To be done:
Please collect every line below that contains the string "sheep", matching case exactly.

Entries shown:
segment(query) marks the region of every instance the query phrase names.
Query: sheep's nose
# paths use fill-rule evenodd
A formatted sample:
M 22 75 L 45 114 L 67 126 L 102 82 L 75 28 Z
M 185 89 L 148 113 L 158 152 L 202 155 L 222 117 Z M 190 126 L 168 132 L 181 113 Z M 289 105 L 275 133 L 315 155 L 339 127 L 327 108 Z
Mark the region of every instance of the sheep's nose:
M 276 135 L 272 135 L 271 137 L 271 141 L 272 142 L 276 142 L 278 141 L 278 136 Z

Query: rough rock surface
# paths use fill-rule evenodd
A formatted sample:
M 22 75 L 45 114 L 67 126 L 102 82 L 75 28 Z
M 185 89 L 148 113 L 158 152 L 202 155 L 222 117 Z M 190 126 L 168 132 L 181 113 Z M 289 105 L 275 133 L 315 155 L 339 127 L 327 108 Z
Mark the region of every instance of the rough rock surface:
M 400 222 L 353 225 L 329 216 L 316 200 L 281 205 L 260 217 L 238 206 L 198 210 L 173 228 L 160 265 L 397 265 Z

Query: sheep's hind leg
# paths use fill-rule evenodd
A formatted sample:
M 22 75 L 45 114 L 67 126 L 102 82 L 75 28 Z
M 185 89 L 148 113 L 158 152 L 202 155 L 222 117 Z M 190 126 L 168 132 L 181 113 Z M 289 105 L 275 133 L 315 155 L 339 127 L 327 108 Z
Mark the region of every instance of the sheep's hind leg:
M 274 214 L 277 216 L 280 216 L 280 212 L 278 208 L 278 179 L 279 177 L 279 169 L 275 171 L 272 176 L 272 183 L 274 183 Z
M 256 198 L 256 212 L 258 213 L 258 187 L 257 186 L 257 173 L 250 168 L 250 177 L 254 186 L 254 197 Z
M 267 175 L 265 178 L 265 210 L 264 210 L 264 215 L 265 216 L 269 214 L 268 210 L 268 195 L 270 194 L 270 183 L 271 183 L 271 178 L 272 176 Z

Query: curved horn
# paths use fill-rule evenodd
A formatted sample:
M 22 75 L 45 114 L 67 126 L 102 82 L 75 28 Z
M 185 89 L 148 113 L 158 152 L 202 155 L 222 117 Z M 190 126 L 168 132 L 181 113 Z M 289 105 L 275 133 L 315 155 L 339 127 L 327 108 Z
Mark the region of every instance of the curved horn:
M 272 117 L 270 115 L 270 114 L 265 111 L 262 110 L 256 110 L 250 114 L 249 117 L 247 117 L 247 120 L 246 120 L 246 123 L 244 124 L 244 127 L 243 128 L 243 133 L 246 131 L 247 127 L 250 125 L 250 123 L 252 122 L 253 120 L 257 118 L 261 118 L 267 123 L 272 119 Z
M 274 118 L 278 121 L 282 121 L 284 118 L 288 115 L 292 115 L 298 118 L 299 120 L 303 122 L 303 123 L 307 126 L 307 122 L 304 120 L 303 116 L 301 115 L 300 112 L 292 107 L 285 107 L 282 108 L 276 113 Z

Written solution:
Query: sheep's nose
Mark the region of every instance of the sheep's nose:
Query: sheep's hind leg
Mark the region of every instance of the sheep's hind leg:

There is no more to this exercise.